TEXTE PROPOSÉ:

+---+

Votre démission signifie-t-elle votre départ à la retraite?
. – «Non, vous ne pouvez pas imaginer que je ne fasse rien [rires]. Il y a deux domaines dans lesquels je me suis spécialisée: la géopolitique et son influence sur la société, et les entreprises qui travaillent à l’international. Je conseille notamment des entreprises internationales pour leur expliquer comment la politique risque d’évoluer.
De quelle manière faites-vous cela?

+---+

DONNÉES BRUTES:
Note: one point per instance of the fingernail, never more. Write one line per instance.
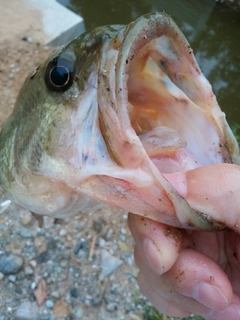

+---+

PROBLÈMES À RÉSOUDRE:
**1.** Recopiez mot pour mot l'extrait d'entretien, depuis « Votre démission signifie-t-elle » jusqu'à « manière faites-vous cela? » inclus.
**2.** Relevez tous les verbes employés à l'infinitif dans l'extrait d'entretien.

RÉPONSES AUX EXERCICES:
**1.**
Votre démission signifie-t-elle votre départ à la retraite?
. – «Non, vous ne pouvez pas imaginer que je ne fasse rien [rires]. Il y a deux domaines dans lesquels je me suis spécialisée: la géopolitique et son influence sur la société, et les entreprises qui travaillent à l’international. Je conseille notamment des entreprises internationales pour leur expliquer comment la politique risque d’évoluer.
De quelle manière faites-vous cela?

**2.** imaginer, expliquer, évoluer